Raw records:
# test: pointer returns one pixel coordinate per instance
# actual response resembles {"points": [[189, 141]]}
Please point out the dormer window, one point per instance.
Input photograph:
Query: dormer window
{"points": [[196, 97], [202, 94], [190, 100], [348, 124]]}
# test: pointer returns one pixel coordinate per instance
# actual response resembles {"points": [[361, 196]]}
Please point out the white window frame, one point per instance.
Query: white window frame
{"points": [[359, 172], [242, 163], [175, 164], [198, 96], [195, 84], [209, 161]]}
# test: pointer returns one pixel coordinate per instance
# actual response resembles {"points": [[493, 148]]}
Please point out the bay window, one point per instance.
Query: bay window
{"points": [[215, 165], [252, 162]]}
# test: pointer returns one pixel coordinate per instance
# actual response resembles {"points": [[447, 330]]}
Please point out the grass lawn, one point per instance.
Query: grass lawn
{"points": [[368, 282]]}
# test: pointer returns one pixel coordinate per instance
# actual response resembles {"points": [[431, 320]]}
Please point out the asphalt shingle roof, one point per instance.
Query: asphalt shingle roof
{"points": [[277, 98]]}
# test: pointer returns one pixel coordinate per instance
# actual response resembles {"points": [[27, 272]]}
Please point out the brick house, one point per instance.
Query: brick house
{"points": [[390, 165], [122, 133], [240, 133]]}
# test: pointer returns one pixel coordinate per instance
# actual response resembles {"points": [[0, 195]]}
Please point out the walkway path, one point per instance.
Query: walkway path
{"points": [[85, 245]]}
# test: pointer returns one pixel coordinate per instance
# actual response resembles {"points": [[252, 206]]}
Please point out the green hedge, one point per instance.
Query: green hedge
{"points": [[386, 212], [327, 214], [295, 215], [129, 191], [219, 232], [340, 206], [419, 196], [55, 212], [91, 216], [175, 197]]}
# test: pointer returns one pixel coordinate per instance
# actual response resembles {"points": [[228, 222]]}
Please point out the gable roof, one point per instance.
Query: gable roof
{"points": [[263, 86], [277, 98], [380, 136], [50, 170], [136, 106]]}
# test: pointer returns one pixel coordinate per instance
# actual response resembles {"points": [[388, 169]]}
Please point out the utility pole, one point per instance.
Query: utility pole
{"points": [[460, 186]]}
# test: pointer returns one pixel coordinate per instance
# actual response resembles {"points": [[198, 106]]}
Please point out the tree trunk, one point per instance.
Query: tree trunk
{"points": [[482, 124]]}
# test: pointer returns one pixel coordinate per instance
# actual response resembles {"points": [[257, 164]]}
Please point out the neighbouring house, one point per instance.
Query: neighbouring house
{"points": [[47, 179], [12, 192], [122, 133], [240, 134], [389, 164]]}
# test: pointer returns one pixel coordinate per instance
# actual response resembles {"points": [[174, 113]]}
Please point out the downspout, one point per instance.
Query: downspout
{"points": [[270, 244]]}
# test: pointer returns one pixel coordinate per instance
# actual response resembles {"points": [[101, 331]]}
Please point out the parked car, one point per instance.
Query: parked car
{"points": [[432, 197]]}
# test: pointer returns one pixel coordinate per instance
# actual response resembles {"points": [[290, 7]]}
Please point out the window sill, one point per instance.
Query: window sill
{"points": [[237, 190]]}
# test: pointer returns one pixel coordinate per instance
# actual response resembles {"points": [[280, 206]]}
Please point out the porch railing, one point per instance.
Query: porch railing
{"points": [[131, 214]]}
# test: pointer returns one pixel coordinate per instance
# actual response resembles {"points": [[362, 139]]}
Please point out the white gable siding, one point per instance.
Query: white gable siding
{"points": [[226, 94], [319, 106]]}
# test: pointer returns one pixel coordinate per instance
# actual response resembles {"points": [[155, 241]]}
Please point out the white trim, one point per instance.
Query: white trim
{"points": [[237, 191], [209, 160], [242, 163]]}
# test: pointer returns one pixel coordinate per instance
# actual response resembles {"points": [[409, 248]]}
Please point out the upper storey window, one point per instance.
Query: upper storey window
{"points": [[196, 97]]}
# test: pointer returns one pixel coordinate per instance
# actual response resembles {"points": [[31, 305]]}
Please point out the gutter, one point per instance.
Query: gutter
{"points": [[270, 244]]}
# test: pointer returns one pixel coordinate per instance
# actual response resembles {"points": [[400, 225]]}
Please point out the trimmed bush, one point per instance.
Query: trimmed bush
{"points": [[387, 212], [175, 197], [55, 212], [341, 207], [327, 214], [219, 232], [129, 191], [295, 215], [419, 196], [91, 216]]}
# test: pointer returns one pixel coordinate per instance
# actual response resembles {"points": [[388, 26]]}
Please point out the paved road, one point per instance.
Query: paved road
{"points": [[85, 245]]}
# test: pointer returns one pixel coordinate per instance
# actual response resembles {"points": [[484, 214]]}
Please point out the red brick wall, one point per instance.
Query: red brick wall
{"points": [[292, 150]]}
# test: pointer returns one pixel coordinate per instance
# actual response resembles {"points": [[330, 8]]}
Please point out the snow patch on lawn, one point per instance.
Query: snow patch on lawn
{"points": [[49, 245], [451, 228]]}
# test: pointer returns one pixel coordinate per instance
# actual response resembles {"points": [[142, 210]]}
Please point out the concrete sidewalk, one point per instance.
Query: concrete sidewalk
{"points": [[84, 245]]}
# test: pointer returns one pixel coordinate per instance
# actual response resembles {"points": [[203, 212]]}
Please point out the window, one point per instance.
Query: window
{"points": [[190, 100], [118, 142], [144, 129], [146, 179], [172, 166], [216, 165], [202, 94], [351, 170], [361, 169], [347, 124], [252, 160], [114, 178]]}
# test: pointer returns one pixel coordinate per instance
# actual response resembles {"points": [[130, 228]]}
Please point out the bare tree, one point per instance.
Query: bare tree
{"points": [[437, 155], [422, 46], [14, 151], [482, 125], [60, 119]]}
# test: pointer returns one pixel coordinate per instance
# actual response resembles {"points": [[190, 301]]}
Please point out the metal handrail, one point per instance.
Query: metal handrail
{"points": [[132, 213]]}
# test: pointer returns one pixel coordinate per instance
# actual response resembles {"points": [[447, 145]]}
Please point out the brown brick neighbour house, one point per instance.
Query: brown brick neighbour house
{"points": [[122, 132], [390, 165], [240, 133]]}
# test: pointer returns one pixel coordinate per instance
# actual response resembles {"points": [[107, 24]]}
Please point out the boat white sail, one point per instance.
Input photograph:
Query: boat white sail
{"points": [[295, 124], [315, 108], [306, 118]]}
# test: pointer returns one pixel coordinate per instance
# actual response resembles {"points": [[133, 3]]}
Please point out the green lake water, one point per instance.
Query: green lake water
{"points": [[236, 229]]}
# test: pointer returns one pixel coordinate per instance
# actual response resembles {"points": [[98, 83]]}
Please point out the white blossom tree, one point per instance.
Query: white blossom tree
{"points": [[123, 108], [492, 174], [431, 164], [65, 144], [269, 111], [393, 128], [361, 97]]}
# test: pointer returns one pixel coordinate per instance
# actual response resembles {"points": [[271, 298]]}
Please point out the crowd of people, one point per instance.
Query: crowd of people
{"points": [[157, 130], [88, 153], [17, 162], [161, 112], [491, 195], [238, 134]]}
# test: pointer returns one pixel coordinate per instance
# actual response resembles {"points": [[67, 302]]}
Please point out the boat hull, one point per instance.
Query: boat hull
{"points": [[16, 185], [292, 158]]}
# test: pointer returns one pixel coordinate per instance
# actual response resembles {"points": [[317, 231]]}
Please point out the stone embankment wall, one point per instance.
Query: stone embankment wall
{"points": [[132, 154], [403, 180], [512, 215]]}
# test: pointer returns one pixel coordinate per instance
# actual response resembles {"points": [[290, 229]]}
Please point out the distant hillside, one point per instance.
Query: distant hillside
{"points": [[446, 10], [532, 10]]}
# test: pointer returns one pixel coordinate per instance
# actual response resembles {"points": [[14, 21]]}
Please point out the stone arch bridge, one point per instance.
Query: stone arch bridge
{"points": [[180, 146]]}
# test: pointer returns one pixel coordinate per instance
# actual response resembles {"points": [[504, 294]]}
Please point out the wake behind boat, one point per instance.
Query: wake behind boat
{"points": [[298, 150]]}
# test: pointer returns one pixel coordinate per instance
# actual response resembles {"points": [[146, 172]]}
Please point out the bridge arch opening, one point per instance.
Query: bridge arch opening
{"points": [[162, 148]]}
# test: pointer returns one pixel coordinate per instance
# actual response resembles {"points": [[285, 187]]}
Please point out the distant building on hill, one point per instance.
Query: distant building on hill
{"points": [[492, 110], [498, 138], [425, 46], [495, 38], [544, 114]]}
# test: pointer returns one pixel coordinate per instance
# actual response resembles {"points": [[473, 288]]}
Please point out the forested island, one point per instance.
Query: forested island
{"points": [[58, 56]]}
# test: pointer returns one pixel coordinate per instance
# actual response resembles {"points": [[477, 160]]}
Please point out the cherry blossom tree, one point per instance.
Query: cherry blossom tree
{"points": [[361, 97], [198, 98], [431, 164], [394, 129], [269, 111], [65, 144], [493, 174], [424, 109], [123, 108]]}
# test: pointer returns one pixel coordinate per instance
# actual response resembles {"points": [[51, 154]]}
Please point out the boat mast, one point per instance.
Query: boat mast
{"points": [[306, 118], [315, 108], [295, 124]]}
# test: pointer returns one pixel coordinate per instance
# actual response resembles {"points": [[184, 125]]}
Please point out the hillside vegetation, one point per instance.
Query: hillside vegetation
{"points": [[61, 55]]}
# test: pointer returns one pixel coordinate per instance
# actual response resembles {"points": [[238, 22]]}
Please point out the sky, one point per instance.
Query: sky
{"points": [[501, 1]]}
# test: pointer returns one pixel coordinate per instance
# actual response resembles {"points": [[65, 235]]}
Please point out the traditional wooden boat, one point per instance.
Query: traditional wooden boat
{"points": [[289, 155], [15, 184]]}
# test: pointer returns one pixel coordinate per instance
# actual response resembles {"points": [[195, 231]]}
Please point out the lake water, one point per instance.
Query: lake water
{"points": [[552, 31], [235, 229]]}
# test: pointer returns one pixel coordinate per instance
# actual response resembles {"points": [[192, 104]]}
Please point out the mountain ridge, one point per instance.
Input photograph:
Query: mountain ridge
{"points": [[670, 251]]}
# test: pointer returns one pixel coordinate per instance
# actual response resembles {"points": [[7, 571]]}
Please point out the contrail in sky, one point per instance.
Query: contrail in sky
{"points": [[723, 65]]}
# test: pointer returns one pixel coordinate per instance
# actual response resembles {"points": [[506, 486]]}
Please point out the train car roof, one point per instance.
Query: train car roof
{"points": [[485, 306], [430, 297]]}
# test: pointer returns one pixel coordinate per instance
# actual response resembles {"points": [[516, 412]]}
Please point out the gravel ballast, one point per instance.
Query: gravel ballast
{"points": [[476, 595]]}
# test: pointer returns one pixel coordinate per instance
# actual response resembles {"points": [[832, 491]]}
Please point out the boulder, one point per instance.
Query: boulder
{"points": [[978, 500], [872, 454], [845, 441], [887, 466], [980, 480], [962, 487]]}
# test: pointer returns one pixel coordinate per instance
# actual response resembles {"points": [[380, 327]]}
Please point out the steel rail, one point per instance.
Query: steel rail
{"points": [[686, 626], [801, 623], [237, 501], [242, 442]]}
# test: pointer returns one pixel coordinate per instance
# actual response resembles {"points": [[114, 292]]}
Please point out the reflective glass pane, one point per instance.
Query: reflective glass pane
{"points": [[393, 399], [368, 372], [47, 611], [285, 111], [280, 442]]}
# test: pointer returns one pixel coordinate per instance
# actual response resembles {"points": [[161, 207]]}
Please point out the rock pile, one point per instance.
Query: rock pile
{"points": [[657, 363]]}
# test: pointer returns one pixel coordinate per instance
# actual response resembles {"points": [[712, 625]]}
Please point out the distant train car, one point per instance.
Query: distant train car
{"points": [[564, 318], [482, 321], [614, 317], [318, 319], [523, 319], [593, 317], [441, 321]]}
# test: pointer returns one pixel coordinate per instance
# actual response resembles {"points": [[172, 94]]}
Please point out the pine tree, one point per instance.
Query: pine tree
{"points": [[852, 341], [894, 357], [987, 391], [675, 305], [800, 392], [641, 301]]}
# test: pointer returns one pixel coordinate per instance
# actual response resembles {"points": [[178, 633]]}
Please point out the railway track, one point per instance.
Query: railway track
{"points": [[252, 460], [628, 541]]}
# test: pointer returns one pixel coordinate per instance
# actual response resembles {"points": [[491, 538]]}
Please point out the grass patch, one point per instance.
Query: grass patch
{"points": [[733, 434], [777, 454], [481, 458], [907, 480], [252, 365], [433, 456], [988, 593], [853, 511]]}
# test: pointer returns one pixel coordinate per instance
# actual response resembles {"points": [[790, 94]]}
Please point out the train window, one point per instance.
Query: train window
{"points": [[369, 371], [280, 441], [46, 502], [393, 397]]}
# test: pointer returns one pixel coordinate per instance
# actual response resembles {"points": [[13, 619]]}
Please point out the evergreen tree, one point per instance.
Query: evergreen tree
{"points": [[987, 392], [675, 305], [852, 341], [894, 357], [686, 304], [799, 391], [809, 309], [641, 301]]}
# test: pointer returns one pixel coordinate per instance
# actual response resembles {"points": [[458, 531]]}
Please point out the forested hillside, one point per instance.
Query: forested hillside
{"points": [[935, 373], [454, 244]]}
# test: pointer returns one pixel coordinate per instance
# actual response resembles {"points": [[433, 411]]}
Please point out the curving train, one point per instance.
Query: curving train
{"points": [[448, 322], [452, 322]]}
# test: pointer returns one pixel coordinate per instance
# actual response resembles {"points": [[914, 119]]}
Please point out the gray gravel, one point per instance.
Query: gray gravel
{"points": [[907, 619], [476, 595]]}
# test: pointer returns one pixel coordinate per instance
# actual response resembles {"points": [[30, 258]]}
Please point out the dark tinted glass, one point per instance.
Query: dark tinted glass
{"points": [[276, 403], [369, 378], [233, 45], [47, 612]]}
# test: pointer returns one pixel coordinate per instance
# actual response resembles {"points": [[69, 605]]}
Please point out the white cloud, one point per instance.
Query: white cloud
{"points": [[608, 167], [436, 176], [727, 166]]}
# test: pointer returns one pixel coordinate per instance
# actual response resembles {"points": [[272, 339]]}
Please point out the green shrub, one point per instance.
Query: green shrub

## What the exercise asks
List each line in the records that contains the string "mountain", treating uppercase and lowercase as different.

## The solution
Please point out the mountain ridge, one point per instance.
Query: mountain ridge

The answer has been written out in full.